TRECHO DO TEXTO:
---+---
Cassandra Castro
Redação Planeta Amazônia – Uma tragédia anunciada. As imagens de crianças e adultos subnutridos que vivem na Terra Indígena Yanomami, na localidade Surucucu, no estado de Roraima, mostram a face mais cruel de anos de apelos ignorados e uma espécie de “ cegueira” voluntária por parte do poder público brasileiro. O socorro emergencial providenciado pelo governo federal minimiza os efeitos mais aterradores do drama yanomami, com o atendimento médico direcionado às famílias com casos de desnutrição e doenças, além de outras providências tomadas com a declaração de emergência de saúde pública no território yanomami feita pelo Ministério da Saúde.
A situação não precisava chegar a esse ponto, pelo menos, não na visão de especialistas que trabalham com a questão indígena no Brasil. Para o coordenador da Licenciatura Indígena: Política Educacional e Desenvolvimento Sustentável da Universidade Federal do Amazonas, Nelcioney Araújo, ela é resultado não só do descaso e da conivência, mas também da pressão política que defende o garimpo em terras indígenas. “Várias associações indígenas e ONGs já tinham alertado sobre a situação de abandono dos yanomami. O Estado brasileiro e seus agentes são os principais responsáveis por esta situação”, comenta o professor. Ele também ressalta que também aconteceram cortes de verbas em instituições e órgãos essenciais para a defesa e preservação dessas comunidades como a Funai e o Ibama.
A ameaça crescente de exploração ilegal de garimpeiros é apontada por associações indígenas, organizações não governamentais e estudiosos como o maior obstáculo para garantir a segurança e a sobrevivência dos povos indígenas, não só no norte do Brasil, mas em outras regiões que também são objeto da ação predatória de garimpeiros. A grande pergunta é: tem como eliminar este tipo de exploração? Na opinião do professor Nelcioney é um problema muito complexo. “É difícil uma solução pois a “ maldição dos recursos naturais” atrai investidores nacionais e internacionais. Além do mais, a existência de conivência de agentes públicos dificulta o monitoramento das T.Is ( terras indígenas)”.
---+---
DADOS FORNECIDOS:
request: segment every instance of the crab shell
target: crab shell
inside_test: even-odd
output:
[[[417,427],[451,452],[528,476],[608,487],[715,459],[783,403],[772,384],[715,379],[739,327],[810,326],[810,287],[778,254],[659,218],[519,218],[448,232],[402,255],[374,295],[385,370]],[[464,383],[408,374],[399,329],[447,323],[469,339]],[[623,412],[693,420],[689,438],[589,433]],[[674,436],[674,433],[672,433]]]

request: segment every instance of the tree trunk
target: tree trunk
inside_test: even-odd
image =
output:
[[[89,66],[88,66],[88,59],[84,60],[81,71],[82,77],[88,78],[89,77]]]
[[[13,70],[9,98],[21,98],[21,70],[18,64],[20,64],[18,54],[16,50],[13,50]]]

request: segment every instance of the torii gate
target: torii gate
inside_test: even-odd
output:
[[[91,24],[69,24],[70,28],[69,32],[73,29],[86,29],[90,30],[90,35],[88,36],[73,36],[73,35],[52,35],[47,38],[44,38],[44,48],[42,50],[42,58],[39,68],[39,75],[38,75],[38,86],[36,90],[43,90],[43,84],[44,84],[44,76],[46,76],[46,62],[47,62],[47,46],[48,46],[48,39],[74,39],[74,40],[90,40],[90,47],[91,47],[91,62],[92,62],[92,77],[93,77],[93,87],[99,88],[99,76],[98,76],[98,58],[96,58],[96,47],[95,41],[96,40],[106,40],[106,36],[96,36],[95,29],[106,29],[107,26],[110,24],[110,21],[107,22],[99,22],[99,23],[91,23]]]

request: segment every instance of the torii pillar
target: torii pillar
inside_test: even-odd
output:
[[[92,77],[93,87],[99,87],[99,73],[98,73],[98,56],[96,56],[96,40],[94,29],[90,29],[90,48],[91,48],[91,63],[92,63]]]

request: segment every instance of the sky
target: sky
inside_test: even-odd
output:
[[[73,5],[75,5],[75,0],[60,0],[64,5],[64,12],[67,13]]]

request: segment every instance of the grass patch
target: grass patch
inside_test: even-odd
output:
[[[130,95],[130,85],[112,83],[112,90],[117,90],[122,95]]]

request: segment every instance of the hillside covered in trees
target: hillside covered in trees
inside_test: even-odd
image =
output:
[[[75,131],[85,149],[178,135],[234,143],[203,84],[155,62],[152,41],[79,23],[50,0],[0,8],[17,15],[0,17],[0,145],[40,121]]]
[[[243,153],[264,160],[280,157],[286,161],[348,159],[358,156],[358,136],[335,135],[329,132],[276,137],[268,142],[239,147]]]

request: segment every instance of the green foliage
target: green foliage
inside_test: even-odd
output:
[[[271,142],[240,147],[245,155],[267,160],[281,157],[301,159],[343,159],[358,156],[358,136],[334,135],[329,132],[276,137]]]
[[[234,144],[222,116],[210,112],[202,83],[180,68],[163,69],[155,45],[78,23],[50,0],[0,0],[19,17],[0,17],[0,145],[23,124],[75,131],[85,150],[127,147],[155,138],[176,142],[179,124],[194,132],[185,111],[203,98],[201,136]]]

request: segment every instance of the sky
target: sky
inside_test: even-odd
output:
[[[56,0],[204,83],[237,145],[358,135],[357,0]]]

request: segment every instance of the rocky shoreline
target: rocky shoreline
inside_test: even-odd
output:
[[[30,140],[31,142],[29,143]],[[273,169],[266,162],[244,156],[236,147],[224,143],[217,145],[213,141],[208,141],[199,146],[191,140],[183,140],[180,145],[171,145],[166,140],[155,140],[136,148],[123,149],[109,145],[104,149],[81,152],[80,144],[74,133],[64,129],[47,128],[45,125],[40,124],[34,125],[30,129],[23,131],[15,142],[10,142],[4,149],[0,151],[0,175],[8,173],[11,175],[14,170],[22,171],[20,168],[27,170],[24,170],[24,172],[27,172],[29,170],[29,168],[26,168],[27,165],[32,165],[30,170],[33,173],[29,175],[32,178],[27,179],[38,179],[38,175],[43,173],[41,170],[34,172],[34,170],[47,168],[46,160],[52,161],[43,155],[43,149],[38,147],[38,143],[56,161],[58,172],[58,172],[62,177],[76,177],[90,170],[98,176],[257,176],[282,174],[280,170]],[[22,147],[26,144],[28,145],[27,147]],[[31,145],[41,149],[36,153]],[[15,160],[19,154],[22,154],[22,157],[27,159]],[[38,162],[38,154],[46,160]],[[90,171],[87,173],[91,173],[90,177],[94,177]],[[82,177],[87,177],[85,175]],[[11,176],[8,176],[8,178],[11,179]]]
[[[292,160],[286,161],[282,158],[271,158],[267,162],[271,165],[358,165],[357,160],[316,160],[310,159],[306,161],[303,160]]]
---+---
TAREFAS A REALIZAR:
a: Transcreva do texto sobre a crise yanomami a passagem que começa em "A situação não" e termina em "Funai e o Ibama.".
b: Liste os órgãos e instituições públicas que o texto sobre a crise yanomami cita pelo nome.
As linhas vêm de uma fonte diferente da do texto sobre a crise yanomami.

TAREFAS RESOLVIDAS:
a:
A situação não precisava chegar a esse ponto, pelo menos, não na visão de especialistas que trabalham com a questão indígena no Brasil. Para o coordenador da Licenciatura Indígena: Política Educacional e Desenvolvimento Sustentável da Universidade Federal do Amazonas, Nelcioney Araújo, ela é resultado não só do descaso e da conivência, mas também da pressão política que defende o garimpo em terras indígenas. “Várias associações indígenas e ONGs já tinham alertado sobre a situação de abandono dos yanomami. O Estado brasileiro e seus agentes são os principais responsáveis por esta situação”, comenta o professor. Ele também ressalta que também aconteceram cortes de verbas em instituições e órgãos essenciais para a defesa e preservação dessas comunidades como a Funai e o Ibama.

b: Ministério da Saúde; Universidade Federal do Amazonas; Funai; Ibama.